» Saved entries
•••••

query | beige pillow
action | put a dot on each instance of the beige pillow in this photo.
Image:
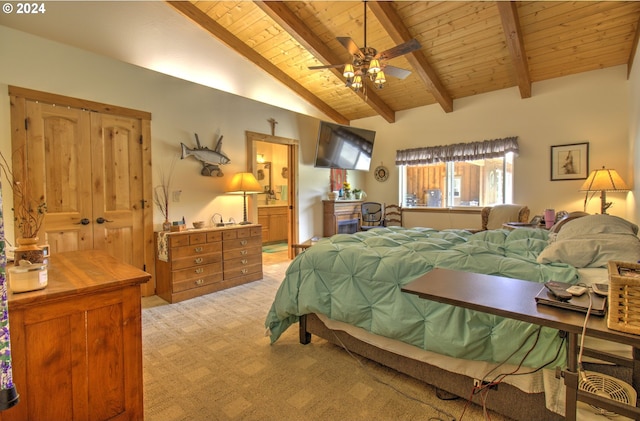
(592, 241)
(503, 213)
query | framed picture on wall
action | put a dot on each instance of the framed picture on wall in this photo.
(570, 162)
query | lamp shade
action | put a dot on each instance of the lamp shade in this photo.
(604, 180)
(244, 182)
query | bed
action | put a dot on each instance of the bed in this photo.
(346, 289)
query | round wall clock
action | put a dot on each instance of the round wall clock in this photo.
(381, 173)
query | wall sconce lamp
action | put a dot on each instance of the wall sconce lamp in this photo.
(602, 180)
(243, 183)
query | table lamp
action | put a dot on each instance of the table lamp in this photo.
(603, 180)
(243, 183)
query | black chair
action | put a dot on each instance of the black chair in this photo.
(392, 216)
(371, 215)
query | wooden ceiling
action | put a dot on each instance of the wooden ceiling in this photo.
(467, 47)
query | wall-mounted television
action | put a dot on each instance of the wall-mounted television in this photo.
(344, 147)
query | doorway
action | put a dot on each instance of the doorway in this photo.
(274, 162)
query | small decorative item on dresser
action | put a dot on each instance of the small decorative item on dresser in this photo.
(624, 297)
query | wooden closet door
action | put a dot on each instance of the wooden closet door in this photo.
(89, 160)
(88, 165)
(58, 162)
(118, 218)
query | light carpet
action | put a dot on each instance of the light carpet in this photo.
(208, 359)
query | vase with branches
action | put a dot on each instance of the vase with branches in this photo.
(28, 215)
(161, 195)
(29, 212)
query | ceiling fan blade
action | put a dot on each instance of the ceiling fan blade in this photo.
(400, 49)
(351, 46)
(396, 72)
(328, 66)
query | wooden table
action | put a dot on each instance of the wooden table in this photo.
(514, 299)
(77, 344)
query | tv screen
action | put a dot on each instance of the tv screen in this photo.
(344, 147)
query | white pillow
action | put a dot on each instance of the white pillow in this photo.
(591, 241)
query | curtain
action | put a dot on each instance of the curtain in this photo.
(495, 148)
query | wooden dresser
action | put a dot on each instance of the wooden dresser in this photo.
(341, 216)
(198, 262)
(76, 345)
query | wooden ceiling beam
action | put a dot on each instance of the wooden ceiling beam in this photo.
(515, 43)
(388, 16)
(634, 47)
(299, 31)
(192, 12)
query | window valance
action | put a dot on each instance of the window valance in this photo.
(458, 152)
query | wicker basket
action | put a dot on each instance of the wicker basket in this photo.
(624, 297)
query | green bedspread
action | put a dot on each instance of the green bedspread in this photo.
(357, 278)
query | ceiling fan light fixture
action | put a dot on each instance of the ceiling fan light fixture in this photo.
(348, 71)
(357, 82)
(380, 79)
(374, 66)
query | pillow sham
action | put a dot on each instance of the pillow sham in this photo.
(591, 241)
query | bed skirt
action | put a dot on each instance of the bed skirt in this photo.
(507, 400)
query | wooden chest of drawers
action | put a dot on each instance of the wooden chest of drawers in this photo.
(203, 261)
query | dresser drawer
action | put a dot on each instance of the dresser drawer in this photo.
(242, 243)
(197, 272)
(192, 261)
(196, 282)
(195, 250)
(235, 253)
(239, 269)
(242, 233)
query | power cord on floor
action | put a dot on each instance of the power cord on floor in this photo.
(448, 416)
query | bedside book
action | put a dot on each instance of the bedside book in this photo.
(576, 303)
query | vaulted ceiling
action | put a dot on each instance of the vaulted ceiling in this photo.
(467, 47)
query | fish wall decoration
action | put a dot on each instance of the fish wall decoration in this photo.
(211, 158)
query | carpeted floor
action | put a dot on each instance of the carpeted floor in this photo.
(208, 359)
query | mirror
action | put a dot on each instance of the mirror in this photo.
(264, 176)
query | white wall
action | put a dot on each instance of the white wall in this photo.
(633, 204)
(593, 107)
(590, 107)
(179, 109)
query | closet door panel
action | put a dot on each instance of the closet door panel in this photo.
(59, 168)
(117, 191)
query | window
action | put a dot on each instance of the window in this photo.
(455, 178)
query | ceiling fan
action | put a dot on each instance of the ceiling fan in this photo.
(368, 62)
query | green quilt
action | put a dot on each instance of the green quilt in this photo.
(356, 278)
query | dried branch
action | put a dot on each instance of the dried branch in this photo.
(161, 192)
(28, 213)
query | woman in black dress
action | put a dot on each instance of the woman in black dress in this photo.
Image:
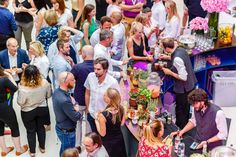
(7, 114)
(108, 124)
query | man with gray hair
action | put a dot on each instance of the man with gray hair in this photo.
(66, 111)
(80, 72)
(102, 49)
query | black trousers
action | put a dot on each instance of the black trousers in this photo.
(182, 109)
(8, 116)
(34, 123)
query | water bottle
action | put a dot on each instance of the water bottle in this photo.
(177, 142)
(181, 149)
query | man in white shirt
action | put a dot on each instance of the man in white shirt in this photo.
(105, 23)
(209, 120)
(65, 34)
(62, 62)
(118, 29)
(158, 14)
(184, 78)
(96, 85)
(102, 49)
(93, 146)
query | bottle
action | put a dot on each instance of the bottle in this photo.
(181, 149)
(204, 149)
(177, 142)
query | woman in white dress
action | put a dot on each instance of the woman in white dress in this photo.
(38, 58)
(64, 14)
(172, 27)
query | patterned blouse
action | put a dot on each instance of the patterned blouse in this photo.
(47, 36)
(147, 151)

•••••

Without any pictures, return the entries exactly as given.

query | beige pillow
action | put a dot on each instance of the beige pillow in this photo.
Image:
(592, 241)
(503, 213)
query | framed picture on wall
action | put a dot on each instance of the framed picture on wall in this photo.
(570, 162)
query | lamp shade
action | put a dot on each instance of the lamp shade in this photo.
(604, 180)
(244, 182)
query | bed
action | put a dot on each instance of the bed in this photo.
(346, 289)
query | round wall clock
action | put a dot on each instance of the round wall clock in this photo.
(381, 173)
query | wall sconce lamp
action | put a dot on each instance of the wall sconce lamp in this photo.
(602, 180)
(243, 183)
query | table lamp
action | put a dot on each instance of the table lamp in this photo.
(603, 180)
(243, 183)
query | black chair
action | put a dot on each instance of the black chair in this photo.
(392, 216)
(371, 215)
query | wooden ceiling
action | put a dot on each instance of the wooden ceiling in this photo.
(467, 47)
query | wall-mounted television
action | put a dot on each instance of the wall-mounted television in this photo.
(344, 147)
query | doorway
action | put a dot on each instance of the doorway in this photo.
(274, 162)
query | small decorative item on dresser
action | put a dot on each instance of the small decorative item on dresser in this photo.
(624, 297)
query | wooden closet door
action | put a dot on each instance of the wooden closet door in this photo.
(89, 160)
(88, 165)
(58, 162)
(118, 218)
query | light carpet
action | put a dot on each instance of the light carpet in this photo.
(208, 359)
query | vase with branches
action | put a dot on each instance of the vase with branches in this photo.
(28, 215)
(161, 195)
(29, 212)
query | ceiling fan blade
action | put a dot on each instance of the ceiling fan blade in this photo.
(400, 49)
(351, 46)
(396, 72)
(328, 66)
query | wooden table
action | put a dot on each instance of the wooden table in this photo.
(514, 299)
(77, 344)
query | tv screen
action | put a dot on each instance of the tv screen in this photo.
(344, 147)
query | white pillow
action | put a dot on each instance of the white pillow in this photo.
(591, 241)
query | curtain
action | put a dot on each instance of the curtain in this photo.
(495, 148)
query | wooden dresser
action | put a dot on each instance of the wooden dresser in this photo.
(341, 216)
(198, 262)
(76, 345)
query | wooden ceiling beam
action | put a dot on each instance of the wooden ceiling beam in this photo.
(515, 43)
(388, 16)
(634, 47)
(299, 31)
(192, 12)
query | window valance
action | put a dot on each instance of the window valance in this photo.
(458, 152)
query | wicker basket
action | put a dot on each instance of the wicker basket in this photo.
(624, 297)
query | green bedspread
action | put a dot on each instance of the green bedspread in this photo.
(357, 278)
query | ceiling fan light fixture
action | put a dot on each instance of the ceiling fan light fixture in this photo.
(348, 71)
(357, 82)
(380, 79)
(374, 66)
query | pillow sham
action | put a dot on each instance of the pillow sham in this photo.
(591, 241)
query | bed skirt
action | put a dot on each instance of the bed skirt in this photo.
(507, 400)
query | wooden chest of drawers
action | put a dot on each instance of the wooden chest of drawers in this photo.
(203, 261)
query | dresser drawer
action | put a dot on each instance of the dresser drawer in this photo.
(242, 243)
(197, 272)
(192, 261)
(196, 282)
(195, 250)
(235, 253)
(239, 269)
(242, 233)
query | power cord on floor
action | put a dot on each instance of the power cord on floor in this photo.
(448, 416)
query | bedside book
action | put a dot on each instance of the bedside book in this photo.
(576, 303)
query | vaulted ceiling
action | put a dot on each instance of the vaulted ceiling in this photo.
(467, 47)
query | fish wall decoration
action | put a dot on each instance of the fish wall decoration in this photo.
(211, 158)
query | carpeted floor
action | put a dot on each instance of the carpeted floor in this photo.
(208, 359)
query | mirror
action | put a dot on each instance of the mirror in this photo.
(264, 176)
query | white wall
action | put a dot on each instance of the white wall in this photo.
(633, 204)
(593, 107)
(590, 107)
(179, 109)
query | closet door panel
action | put a dot on each instance of the closet door panel in this photo.
(59, 168)
(117, 191)
query | window
action | put a dot on each instance of the window in this photo.
(455, 178)
query | ceiling fan
action | put a dot on each instance of the ceiling fan in this photo.
(368, 62)
query | green quilt
action | put a dot on each instance of the green quilt in this photo.
(356, 278)
query | dried branch
action | put a dot on each instance of the dried branch in this photo.
(161, 192)
(28, 213)
query | woman in black dress
action | put a dot on each instance of the woman in black dress in this photo.
Image:
(7, 114)
(108, 124)
query | man with gray hair
action | put a dot on each instance of the man with gray hair in this photo.
(66, 111)
(80, 72)
(102, 49)
query | black trousers
action | put a dot on each instance of the black trousers in this photo.
(182, 109)
(8, 116)
(34, 123)
query | water bottle
action | put a dot on each instance of the water bottle in this photo.
(177, 142)
(181, 149)
query | man in white shirt
action | put a dot on each instance of the man in white shirt in this photo.
(105, 23)
(209, 120)
(65, 34)
(62, 62)
(118, 29)
(158, 14)
(184, 78)
(96, 85)
(102, 49)
(93, 146)
query | bottle
action | put a dot on each instance of the bottle in this photo.
(181, 149)
(204, 149)
(177, 142)
query | woman in white dress
action | put a dot on each instance of the woman in white dress in this photo.
(38, 58)
(64, 14)
(172, 27)
query | patterned blouse
action | put a dot on each instance of the patterned blouse in this photo.
(47, 36)
(147, 151)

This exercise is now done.